SUPPLIED RECORDS.
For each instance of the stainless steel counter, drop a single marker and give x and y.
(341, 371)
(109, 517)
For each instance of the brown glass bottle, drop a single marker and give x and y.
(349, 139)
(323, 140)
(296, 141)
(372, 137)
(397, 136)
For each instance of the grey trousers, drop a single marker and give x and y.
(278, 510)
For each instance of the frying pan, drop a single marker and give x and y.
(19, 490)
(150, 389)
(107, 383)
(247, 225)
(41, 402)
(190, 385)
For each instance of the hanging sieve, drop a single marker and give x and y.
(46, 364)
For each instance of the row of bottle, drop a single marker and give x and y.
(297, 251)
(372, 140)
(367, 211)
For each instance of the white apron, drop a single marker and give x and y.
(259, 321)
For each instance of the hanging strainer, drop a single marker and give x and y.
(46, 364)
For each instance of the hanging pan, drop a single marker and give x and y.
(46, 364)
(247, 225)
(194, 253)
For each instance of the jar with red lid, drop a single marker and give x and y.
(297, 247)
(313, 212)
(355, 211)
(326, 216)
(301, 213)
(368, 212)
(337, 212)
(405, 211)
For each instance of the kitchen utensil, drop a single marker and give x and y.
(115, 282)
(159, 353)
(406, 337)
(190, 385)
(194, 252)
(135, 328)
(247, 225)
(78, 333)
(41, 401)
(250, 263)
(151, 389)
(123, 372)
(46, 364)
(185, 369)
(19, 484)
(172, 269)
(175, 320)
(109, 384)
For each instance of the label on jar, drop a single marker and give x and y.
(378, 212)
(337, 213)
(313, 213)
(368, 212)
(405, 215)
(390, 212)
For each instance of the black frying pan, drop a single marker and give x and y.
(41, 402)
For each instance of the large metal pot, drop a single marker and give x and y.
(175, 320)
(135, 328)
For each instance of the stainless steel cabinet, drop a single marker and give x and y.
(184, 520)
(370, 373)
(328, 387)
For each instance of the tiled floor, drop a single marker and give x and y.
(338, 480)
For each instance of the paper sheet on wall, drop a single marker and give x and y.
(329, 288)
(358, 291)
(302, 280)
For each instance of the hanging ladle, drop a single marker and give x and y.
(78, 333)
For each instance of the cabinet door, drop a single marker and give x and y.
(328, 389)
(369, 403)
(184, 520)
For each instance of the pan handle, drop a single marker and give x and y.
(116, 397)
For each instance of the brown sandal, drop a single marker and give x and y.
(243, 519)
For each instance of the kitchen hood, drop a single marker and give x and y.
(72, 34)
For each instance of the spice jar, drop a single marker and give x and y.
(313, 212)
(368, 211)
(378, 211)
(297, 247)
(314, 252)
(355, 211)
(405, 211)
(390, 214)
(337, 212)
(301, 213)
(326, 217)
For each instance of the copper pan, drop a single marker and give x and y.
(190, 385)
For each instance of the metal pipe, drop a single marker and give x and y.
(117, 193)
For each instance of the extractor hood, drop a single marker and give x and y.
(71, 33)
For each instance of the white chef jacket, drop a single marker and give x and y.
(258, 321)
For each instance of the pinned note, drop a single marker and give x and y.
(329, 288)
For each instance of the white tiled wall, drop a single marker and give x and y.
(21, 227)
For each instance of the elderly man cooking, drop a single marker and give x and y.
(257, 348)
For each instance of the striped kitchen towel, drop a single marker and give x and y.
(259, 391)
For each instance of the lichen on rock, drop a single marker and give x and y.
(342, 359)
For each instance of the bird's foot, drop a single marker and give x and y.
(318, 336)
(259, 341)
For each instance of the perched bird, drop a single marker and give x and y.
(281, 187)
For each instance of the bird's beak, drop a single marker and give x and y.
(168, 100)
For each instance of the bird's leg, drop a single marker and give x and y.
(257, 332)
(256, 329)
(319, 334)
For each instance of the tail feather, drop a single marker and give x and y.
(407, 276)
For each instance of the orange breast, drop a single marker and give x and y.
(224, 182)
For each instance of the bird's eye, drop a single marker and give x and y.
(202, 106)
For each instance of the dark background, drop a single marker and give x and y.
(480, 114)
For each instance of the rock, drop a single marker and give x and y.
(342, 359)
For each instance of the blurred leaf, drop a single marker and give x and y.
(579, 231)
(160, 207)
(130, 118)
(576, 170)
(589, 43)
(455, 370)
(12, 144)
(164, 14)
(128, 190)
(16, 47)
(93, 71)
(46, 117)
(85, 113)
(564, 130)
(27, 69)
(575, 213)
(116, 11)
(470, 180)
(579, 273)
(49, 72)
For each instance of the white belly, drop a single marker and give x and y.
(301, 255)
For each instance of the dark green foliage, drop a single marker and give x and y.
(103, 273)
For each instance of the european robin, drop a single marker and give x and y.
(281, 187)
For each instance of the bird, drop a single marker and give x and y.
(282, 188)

EXERCISE REQUIREMENTS.
Print every line of the records exactly. Omit nothing.

SOLUTION TO THIS TASK.
For each instance of the stainless steel counter, drop a single marker and give x and y.
(341, 371)
(109, 517)
For each instance of the brown glass bottle, drop a single marker and give x and y.
(349, 139)
(323, 140)
(296, 141)
(372, 137)
(397, 136)
For each instance of the grey trousers, drop a single marker and give x and y.
(278, 510)
For each instance of the frying pan, drop a single marker and give x and y.
(19, 490)
(150, 389)
(107, 383)
(247, 225)
(41, 402)
(190, 385)
For each instance of the hanging sieve, drop a single marker and give x and y.
(46, 364)
For each instance of the row of bottle, drop a single marker and give x and y.
(297, 251)
(372, 140)
(367, 211)
For each instance of the white apron, drop a single marker and give x and y.
(259, 321)
For each instance of the hanging strainer, drop a single marker and give x and y.
(46, 364)
For each instance of the hanging pan, drop a single marker and give x and y.
(46, 364)
(247, 225)
(194, 253)
For each instance of the jar with red lid, drop a single marker and give x and y.
(297, 247)
(313, 212)
(355, 211)
(326, 216)
(301, 213)
(368, 212)
(337, 212)
(405, 211)
For each instance of the kitchen utensil, drop a single marker and give x and y.
(115, 282)
(159, 353)
(406, 337)
(190, 385)
(194, 252)
(135, 328)
(247, 225)
(78, 333)
(41, 401)
(250, 263)
(151, 389)
(123, 372)
(46, 364)
(185, 369)
(19, 484)
(172, 269)
(175, 320)
(109, 384)
For each instance of the label on jar, drop a single marker and give x and y.
(378, 212)
(337, 213)
(313, 213)
(368, 212)
(405, 215)
(390, 212)
For each instance of the black frying pan, drop a single marker and give x and y.
(41, 402)
For each instance of the large metal pot, drop a single marker and give x and y.
(175, 320)
(135, 328)
For each instance of the stainless steel cabinet, drop a single marker and give x and y.
(184, 520)
(370, 373)
(328, 387)
For each instance of the tiled floor, drop a single marker and give x and y.
(338, 480)
For each instance of the paper sheet on wall, drop a single marker and give x and y.
(329, 288)
(358, 291)
(302, 280)
For each instance of the hanging ladle, drop a single marker and give x and y.
(78, 333)
For each instance of the cabinet door, drop a single marker and give x and y.
(328, 389)
(369, 403)
(184, 520)
For each instance of the pan handle, drop a single marker and give x and y.
(116, 397)
For each instance of the brown sandal, drop a single marker and give x and y.
(243, 519)
For each instance of the kitchen hood, drop a single marker and give x and y.
(72, 34)
For each instance of the spice jar, drop a single marker and give x and y.
(313, 212)
(368, 211)
(378, 211)
(297, 247)
(314, 252)
(355, 211)
(405, 211)
(390, 214)
(337, 212)
(301, 213)
(326, 217)
For each instance of the copper pan, drop a single marker and give x and y.
(190, 385)
For each instance of the metal pipe, drop a single marker and give x and y.
(117, 193)
For each instance of the extractor hood, drop a single marker and give x and y.
(71, 33)
For each instance of the white chef jacket, drop a single marker and give x and y.
(258, 321)
For each instance of the pinned note, drop a single marker and give x and y.
(329, 288)
For each instance of the white tiled wall, drop a single marker and give x and y.
(21, 227)
For each instance of the elderly man cooking, drop a single marker and give x and y.
(257, 348)
For each instance of the striped kitchen towel, drop a single marker and give x and y.
(259, 391)
For each instance of the lichen on rock, drop a single marker and give x and y.
(342, 359)
For each instance of the bird's foot, drop a single marker and give x and y.
(318, 336)
(259, 341)
For each instance of the perched bird, drop a single marker and give x and y.
(281, 187)
For each instance of the bird's beak, drop a single marker and give x and y.
(168, 100)
For each instance of the bird's leg, drop a single marker and give x and y.
(257, 332)
(256, 329)
(319, 334)
For each instance of the tail feather, drop a single marker and give x and y.
(407, 276)
For each instance of the orange breast, drop a single marker and give x and y.
(224, 182)
For each instance of the bird's eye, drop a single marker and give x and y.
(202, 106)
For each instance of the dark background, drop a single marker and give x and y.
(480, 114)
For each instance of the rock, drop a single marker and give x and y.
(342, 359)
For each instance of the blurred leaf, drop a single marker and give x and y.
(579, 231)
(160, 207)
(130, 118)
(576, 170)
(589, 43)
(455, 370)
(12, 144)
(164, 14)
(128, 190)
(16, 47)
(93, 71)
(46, 117)
(85, 113)
(564, 130)
(27, 69)
(575, 213)
(116, 11)
(470, 180)
(579, 273)
(49, 72)
For each instance of the white belly, drop a single marker and give x and y.
(301, 255)
For each instance of the dark green foliage, drop a single marker and give x and y.
(103, 273)
For each instance of the european robin, drop a single marker and give x and y.
(281, 187)
For each instance of the bird, drop a single marker and give x and y.
(282, 188)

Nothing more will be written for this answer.